Task to carry out
Quote the lines in the items below verbatim, omitting the pictures from your answer.

Start of Supplied records

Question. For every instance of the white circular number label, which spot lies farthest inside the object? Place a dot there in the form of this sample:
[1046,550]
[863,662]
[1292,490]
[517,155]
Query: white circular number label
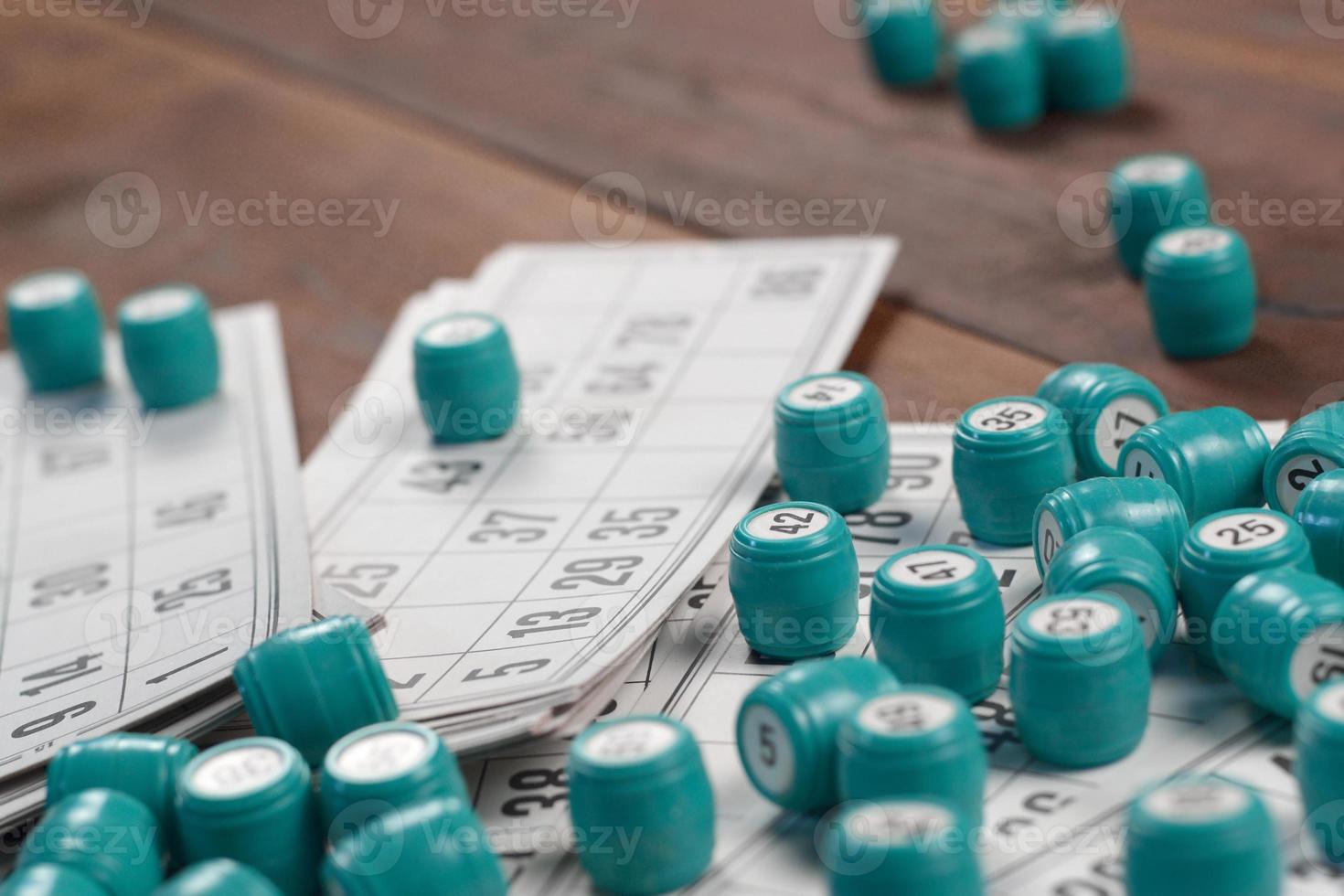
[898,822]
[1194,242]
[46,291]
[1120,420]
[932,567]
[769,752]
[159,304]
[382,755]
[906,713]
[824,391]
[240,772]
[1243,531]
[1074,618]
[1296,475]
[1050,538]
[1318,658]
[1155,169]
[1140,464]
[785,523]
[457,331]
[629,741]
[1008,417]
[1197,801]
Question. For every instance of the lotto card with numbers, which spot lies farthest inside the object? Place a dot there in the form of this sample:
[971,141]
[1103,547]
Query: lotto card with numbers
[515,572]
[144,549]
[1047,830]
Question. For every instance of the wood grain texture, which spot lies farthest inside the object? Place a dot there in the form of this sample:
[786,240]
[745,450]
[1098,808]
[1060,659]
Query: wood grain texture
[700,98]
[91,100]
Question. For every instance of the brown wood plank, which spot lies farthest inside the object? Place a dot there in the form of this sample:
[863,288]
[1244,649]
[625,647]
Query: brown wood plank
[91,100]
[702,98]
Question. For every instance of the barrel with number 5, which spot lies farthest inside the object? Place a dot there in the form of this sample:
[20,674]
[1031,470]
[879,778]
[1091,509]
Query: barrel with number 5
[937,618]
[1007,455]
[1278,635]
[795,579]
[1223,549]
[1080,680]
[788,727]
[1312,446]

End of Supplied records

Task output
Question. For every instance of the white circular number label, which spot lies farthest inside the object? Place a dot there in the form of this sample:
[1046,550]
[863,662]
[1292,490]
[517,155]
Query: white circular number label
[898,822]
[1194,242]
[46,291]
[1120,420]
[932,567]
[769,752]
[159,304]
[382,755]
[906,713]
[824,391]
[240,772]
[1243,531]
[1074,618]
[1296,475]
[1050,538]
[1318,658]
[1155,169]
[1140,464]
[785,523]
[457,331]
[629,741]
[1008,417]
[1197,801]
Question. For every instance of the lotto card with numbers, which spot lies farthest inside the object? Place a dot there in the form of this sample:
[971,141]
[1103,547]
Query: lotto card with numbers
[515,572]
[144,549]
[1047,830]
Question. For every instance of the wood grain texture, which spot lies farthest inside the object? Place a dot there in the form of this sample:
[786,240]
[745,450]
[1098,808]
[1060,659]
Query: wood grain texture
[700,98]
[91,100]
Question. For every instance of the brown wood plank, which spot lies farthest inside the object? Place a dot there in the form of this sample:
[863,288]
[1244,649]
[625,647]
Query: brown wood plank
[91,100]
[702,98]
Question. For every instance of the barrel with number 5, which spot lies farthest inside the object? Place a dot there in the form of this sample:
[20,674]
[1031,470]
[879,778]
[1091,509]
Query: barrel with number 5
[937,618]
[1007,455]
[1278,635]
[795,579]
[1223,549]
[1080,680]
[788,727]
[1312,446]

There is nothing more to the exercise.